Exercise: Locate every line in the records that contains the word "tower", and copy each of those lines.

# START OF Supplied records

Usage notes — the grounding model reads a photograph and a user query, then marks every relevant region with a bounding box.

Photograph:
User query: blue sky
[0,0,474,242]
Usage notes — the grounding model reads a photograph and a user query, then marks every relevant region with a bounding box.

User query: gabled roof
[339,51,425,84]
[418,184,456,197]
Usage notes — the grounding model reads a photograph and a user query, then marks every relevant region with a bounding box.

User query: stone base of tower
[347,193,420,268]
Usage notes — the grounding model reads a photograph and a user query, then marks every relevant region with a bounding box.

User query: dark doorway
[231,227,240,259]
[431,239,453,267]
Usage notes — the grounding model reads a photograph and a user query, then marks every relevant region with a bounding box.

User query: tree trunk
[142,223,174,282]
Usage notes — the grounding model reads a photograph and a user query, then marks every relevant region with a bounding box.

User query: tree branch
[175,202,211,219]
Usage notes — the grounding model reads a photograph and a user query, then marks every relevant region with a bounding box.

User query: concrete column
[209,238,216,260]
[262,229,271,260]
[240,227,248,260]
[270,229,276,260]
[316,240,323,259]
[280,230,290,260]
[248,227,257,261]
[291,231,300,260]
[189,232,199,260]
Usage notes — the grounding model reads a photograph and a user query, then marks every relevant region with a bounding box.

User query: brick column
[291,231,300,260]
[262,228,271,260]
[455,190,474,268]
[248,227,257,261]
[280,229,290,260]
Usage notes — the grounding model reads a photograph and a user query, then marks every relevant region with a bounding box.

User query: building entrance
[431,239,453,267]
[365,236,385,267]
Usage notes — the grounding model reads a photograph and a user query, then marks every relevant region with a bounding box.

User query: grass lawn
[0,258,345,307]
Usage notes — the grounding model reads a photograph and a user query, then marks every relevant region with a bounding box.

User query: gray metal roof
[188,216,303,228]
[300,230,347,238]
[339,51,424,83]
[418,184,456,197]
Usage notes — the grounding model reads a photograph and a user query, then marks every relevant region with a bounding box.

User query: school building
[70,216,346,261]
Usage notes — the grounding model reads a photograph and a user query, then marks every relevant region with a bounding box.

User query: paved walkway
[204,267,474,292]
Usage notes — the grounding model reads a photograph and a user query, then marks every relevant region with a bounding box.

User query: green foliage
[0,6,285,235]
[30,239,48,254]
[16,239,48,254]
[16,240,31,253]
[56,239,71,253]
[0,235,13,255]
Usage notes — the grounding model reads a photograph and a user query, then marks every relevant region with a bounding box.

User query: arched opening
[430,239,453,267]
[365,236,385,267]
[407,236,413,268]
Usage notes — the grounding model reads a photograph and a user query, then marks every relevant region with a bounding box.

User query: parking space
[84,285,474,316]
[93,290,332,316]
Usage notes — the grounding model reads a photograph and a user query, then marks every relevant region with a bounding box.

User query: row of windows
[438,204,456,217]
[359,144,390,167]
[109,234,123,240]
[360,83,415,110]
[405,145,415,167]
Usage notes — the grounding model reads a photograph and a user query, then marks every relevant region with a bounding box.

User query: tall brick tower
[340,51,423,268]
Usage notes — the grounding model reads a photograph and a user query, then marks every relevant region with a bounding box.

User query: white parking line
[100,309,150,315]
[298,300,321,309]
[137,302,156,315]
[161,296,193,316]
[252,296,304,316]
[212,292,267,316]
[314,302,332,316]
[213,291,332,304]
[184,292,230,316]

# END OF Supplied records

Written solution:
User query: stone base of tower
User query: tall brick tower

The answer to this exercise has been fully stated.